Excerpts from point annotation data
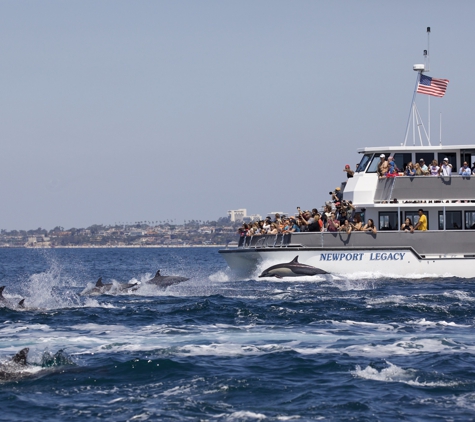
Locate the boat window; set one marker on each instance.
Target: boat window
(388, 220)
(402, 159)
(452, 156)
(468, 156)
(470, 220)
(453, 220)
(363, 163)
(426, 156)
(414, 216)
(373, 167)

Set task
Update the listing so that every "boat window" reads "porthole", with nothing else changed. Leave the pictures out of your answer.

Solution
Locate the porthole; set one marker on each instance.
Target: porthole
(388, 220)
(402, 159)
(452, 156)
(468, 156)
(470, 220)
(453, 220)
(363, 163)
(426, 156)
(414, 216)
(373, 167)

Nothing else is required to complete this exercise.